Begin

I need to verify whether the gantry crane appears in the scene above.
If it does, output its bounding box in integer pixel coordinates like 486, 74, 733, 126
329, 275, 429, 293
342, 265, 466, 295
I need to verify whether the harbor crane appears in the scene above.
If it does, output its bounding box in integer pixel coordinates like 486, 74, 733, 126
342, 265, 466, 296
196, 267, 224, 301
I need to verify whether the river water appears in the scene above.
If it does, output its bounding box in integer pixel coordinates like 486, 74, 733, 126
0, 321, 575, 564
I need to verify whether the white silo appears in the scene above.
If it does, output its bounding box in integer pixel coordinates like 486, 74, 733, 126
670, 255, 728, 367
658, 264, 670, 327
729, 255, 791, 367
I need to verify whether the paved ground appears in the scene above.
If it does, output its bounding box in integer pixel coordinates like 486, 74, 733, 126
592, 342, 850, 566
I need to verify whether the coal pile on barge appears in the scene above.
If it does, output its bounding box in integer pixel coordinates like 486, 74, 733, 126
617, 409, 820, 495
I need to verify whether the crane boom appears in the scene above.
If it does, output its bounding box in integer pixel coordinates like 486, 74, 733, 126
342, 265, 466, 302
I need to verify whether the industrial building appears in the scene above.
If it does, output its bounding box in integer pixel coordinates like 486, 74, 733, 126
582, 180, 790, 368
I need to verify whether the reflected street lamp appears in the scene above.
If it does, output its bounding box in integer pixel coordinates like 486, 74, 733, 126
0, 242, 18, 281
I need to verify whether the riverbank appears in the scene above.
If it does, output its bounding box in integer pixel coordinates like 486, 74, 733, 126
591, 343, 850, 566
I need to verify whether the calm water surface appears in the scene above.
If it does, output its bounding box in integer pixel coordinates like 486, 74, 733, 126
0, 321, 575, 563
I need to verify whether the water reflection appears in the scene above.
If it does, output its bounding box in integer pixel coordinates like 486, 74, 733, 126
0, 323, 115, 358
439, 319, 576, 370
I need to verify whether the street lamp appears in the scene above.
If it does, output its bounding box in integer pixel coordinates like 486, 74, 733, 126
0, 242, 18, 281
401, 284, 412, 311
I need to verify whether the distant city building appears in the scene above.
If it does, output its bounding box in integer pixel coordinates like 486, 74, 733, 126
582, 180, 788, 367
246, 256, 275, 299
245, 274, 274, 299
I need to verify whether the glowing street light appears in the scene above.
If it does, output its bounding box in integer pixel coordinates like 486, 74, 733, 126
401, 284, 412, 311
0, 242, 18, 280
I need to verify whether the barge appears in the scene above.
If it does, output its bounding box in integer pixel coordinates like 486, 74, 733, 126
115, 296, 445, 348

End

■ **Aim**: Rewrite the lines from the line with "I need to verify whether the industrial" to the line with "0, 321, 575, 563", switching "verify" to "check" and leaving everything else the same.

■ **The completed task**:
I need to check whether the industrial building appears in the scene above.
If it does, output its bounding box in integer pixel coordinates like 486, 74, 733, 126
582, 180, 790, 368
I need to check whether the reflected street lamp appears in the scene above.
If it does, output its bounding box in integer pixel coordinates like 486, 74, 733, 126
0, 242, 18, 281
I need to check whether the riverbank appears in the scene above.
If it does, output its bounding box in integer pixel coordinates like 486, 74, 733, 126
591, 343, 850, 566
I need to check whether the calm water surface appears in the scene above.
If it does, output its bounding box in integer pixel coordinates like 486, 74, 733, 126
0, 321, 575, 563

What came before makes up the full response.